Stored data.
Start of Block

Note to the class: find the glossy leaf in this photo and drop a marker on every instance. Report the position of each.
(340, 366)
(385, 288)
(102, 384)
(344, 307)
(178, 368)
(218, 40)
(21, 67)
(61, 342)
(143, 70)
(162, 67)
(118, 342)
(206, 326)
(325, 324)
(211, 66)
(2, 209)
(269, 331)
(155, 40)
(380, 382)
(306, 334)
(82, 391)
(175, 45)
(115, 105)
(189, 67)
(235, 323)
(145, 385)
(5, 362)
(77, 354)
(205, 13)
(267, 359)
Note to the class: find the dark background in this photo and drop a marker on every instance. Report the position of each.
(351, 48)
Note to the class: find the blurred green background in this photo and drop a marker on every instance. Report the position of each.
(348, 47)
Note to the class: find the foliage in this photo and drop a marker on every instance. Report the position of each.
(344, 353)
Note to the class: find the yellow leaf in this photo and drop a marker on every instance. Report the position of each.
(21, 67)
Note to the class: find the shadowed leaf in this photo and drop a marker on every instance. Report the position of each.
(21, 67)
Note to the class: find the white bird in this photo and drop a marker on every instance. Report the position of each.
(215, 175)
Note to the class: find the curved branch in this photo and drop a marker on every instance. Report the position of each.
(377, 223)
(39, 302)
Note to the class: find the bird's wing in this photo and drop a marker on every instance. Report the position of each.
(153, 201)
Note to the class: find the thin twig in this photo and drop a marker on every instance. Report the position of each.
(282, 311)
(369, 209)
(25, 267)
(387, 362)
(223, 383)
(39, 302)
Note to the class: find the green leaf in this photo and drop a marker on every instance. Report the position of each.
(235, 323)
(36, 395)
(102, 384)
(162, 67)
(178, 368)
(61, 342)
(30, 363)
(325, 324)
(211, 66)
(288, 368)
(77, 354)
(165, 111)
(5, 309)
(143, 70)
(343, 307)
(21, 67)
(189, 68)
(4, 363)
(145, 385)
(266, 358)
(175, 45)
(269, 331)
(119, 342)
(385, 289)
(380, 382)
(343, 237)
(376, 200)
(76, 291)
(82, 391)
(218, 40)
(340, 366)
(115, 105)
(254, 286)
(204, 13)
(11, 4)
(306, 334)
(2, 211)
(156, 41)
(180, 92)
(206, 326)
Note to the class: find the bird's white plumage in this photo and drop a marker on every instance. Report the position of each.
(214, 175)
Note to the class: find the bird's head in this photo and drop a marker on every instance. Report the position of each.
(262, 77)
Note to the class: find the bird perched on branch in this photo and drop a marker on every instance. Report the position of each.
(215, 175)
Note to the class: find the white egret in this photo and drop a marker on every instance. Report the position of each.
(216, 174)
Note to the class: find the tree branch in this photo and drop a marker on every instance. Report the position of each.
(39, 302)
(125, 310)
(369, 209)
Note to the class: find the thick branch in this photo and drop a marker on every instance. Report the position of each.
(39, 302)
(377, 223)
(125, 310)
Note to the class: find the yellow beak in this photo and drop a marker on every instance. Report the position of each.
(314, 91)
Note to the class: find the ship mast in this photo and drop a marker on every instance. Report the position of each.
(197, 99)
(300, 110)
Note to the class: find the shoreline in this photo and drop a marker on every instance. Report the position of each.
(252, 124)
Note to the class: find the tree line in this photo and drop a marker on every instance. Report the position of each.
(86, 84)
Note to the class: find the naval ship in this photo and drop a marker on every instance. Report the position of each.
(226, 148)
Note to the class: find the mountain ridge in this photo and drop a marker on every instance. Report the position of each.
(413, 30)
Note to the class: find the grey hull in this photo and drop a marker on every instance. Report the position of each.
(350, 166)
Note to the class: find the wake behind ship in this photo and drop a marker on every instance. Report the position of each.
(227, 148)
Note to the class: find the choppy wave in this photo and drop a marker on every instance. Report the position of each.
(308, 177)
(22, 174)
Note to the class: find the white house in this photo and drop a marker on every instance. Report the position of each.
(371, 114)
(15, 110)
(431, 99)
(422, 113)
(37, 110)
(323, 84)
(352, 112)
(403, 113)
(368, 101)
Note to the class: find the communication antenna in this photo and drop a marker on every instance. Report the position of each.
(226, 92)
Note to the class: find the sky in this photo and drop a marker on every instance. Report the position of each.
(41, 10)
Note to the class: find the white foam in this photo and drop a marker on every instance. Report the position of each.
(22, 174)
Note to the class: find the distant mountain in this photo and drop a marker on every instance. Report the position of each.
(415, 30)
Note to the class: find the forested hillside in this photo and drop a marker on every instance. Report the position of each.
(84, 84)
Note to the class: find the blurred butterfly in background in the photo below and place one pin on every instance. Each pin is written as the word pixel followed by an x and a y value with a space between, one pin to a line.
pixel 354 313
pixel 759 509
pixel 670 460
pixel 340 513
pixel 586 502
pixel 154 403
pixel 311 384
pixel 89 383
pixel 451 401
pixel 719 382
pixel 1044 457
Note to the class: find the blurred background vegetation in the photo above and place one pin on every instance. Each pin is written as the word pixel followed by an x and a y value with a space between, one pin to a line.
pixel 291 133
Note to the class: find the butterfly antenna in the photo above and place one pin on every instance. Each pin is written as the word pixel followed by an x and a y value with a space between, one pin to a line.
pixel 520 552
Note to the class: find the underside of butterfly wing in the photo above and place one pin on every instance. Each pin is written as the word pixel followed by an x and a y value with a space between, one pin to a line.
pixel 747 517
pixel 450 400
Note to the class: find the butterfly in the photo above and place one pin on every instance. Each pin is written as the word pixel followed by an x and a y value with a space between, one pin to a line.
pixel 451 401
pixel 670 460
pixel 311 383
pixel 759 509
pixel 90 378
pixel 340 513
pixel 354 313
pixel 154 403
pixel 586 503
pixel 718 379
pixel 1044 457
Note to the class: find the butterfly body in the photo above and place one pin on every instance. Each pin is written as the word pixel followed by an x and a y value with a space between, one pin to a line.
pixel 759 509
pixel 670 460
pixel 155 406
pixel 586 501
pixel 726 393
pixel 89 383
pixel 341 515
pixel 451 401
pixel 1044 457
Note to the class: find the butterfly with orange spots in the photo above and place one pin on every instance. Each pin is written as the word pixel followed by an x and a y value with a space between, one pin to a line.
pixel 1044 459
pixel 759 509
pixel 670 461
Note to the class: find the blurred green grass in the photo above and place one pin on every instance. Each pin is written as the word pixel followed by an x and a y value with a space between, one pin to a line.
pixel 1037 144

End of Block

TASK DESCRIPTION. Restate each line of the records above without any deviation.

THE ANSWER.
Note to the class: find the glossy leaf in this photo and drop a marker on every instance. Report the position of each.
(340, 366)
(385, 288)
(102, 384)
(344, 307)
(178, 368)
(218, 40)
(21, 67)
(61, 342)
(143, 70)
(162, 67)
(118, 342)
(206, 326)
(325, 324)
(211, 66)
(2, 209)
(269, 331)
(155, 40)
(380, 382)
(306, 334)
(82, 391)
(175, 45)
(115, 105)
(189, 67)
(235, 323)
(145, 385)
(5, 362)
(77, 354)
(205, 13)
(267, 359)
Note to the class: find the dark background in this photo and drop a marker on every instance. Report the position of each.
(351, 48)
Note to the class: find the blurred green background in this photo and drop a marker on every instance. Report the position of each.
(348, 47)
Note to the class: find the foliage in this photo and drop a marker on every instance. Report the position of each.
(344, 353)
Note to the class: find the yellow leaf in this photo and drop a marker on every instance. Report the position of each.
(21, 67)
Note to the class: find the shadowed leaf in this photo and drop a marker on every instance. Report the position of each.
(21, 67)
Note to the class: find the white bird in this photo and drop a marker on every instance. Report the position of each.
(215, 175)
Note to the class: find the curved branch in this photo and drop a marker on every instance. Report the position of each.
(377, 223)
(39, 302)
Note to the class: find the bird's wing in this photo and drop a marker on every instance. Report the position of each.
(153, 201)
Note to the class: find the thin twig in this photo and drop a marker on every instance. Report the position of each.
(282, 311)
(369, 209)
(25, 267)
(387, 362)
(223, 383)
(39, 302)
Note to the class: find the green leaf in this photo and drop a marker on every instance. Report the position of each.
(235, 323)
(36, 395)
(102, 384)
(162, 67)
(178, 368)
(61, 342)
(30, 363)
(325, 324)
(211, 66)
(288, 368)
(77, 354)
(165, 111)
(5, 309)
(143, 70)
(343, 307)
(21, 67)
(189, 68)
(4, 363)
(145, 385)
(266, 358)
(175, 45)
(269, 331)
(119, 342)
(385, 289)
(380, 382)
(343, 237)
(376, 200)
(76, 291)
(82, 391)
(218, 40)
(340, 366)
(115, 105)
(254, 286)
(204, 13)
(11, 4)
(306, 334)
(2, 211)
(156, 41)
(180, 92)
(206, 326)
Note to the class: find the bird's white plumage in this photo and drop a marker on every instance. Report the position of each.
(214, 175)
Note to the class: find the bird's head in this photo and drop a marker on every instance. Report the position of each.
(262, 77)
Note to the class: find the bird perched on branch in this photo and drop a marker on every instance. Report the position of each.
(215, 175)
Note to the class: find the white egret in this photo and drop a marker on every instance. Report the position of each.
(216, 174)
Note to the class: find the tree branch in this photo and drop a marker on every instance. Report the position of each.
(39, 302)
(125, 310)
(369, 209)
Note to the class: find the thick branch in this photo and drop a marker on every instance. Report the position of each.
(39, 302)
(377, 223)
(125, 310)
Note to the class: find the yellow beak in this photo and drop a marker on every instance. Report the position of each.
(314, 91)
Note to the class: find the ship mast in this photo and drop a marker on every instance. Report the position of each.
(197, 99)
(300, 110)
Note to the class: find the shoreline in this photo and drop a marker on every instance. Report the position of each.
(252, 124)
Note to the class: find the tree line in this photo and drop a marker on every instance. Report the position of each.
(86, 84)
Note to the class: find the naval ship in this photo and drop a marker on every instance. Report the position of each.
(226, 148)
Note to the class: find the mountain ridge in this photo and drop a marker on every instance. Report the position of each.
(413, 30)
Note to the class: find the grey hull in this photo and drop a marker on every instance. Report the position of each.
(350, 166)
Note to the class: find the wake behind ship in this photo and drop a marker on every instance. Report the position of each.
(227, 148)
Note to the class: find the choppy wave in this photo and drop a marker on every instance. Report the position of each.
(308, 177)
(22, 174)
Note to the class: find the white house in this photo and drop a marker on every instance. Report the position of each.
(371, 114)
(15, 110)
(431, 99)
(422, 113)
(37, 110)
(323, 84)
(352, 112)
(403, 113)
(368, 101)
Note to the class: find the communication antenna in this photo and drop a marker on every instance. Report the position of each.
(226, 92)
Note to the class: find the sky in this photo and drop a marker on every instance. Report the position of each.
(41, 10)
Note to the class: find the white foam in this photo and drop a marker on every instance. Report the position of each.
(22, 174)
Note to the class: find the distant mountain in this photo and drop a marker on every instance. Report the position of each.
(415, 30)
Note to the class: find the forested hillside in this photo and drop a marker on every instance. Report the position of each.
(84, 84)
Note to the class: find the blurred butterfly in background in the photo below and place one pin on every instance. Each pin is written as the word pixel followed by an x and a y value with a space between, one pin to a line.
pixel 354 313
pixel 759 509
pixel 670 460
pixel 340 513
pixel 586 502
pixel 154 403
pixel 311 384
pixel 89 383
pixel 451 401
pixel 719 382
pixel 1044 457
Note to the class: find the blurred background vegetation in the photo above and place one pin on every instance. Each pin is written as the word pixel followed by an x and a y value with a space between, one pin to a line.
pixel 291 133
Note to the class: find the butterfly antenna in the photo above and place one pin on every instance. Each pin is written as the word pixel followed by an x and a y value with a space between, one pin to a line.
pixel 520 552
Note to the class: find the underside of butterfly wing in the photo above and place one pin on every instance. Each pin is written as the word pixel followed by an x and a y value with a space between, one pin to a line.
pixel 747 517
pixel 450 400
Note to the class: find the butterfly in the photo above and place one pin on every instance. Each pin is written as the word pixel followed by an x and a y value with a space between, one pin to a line.
pixel 451 401
pixel 670 460
pixel 311 383
pixel 759 509
pixel 90 378
pixel 340 513
pixel 354 313
pixel 154 403
pixel 586 503
pixel 718 379
pixel 1044 457
Note to the class: find the butterfly body in the photo above and place one pin on every instance. Each pin is written as the word pixel followed by an x and a y value with a space between, one pin to a line.
pixel 759 509
pixel 670 460
pixel 155 406
pixel 586 501
pixel 726 393
pixel 89 383
pixel 341 515
pixel 451 401
pixel 1044 457
Note to the class: find the butterfly with orange spots in the photo above and place one pin on every instance. Each pin is written as the word pixel followed by an x and a y value with a space between, one pin to a line.
pixel 1044 459
pixel 759 509
pixel 670 461
Note to the class: find the blurred green grass in the photo above and place one pin on every instance. Each pin is written as the word pixel followed by an x and a y value with a space between, one pin to a line.
pixel 1037 144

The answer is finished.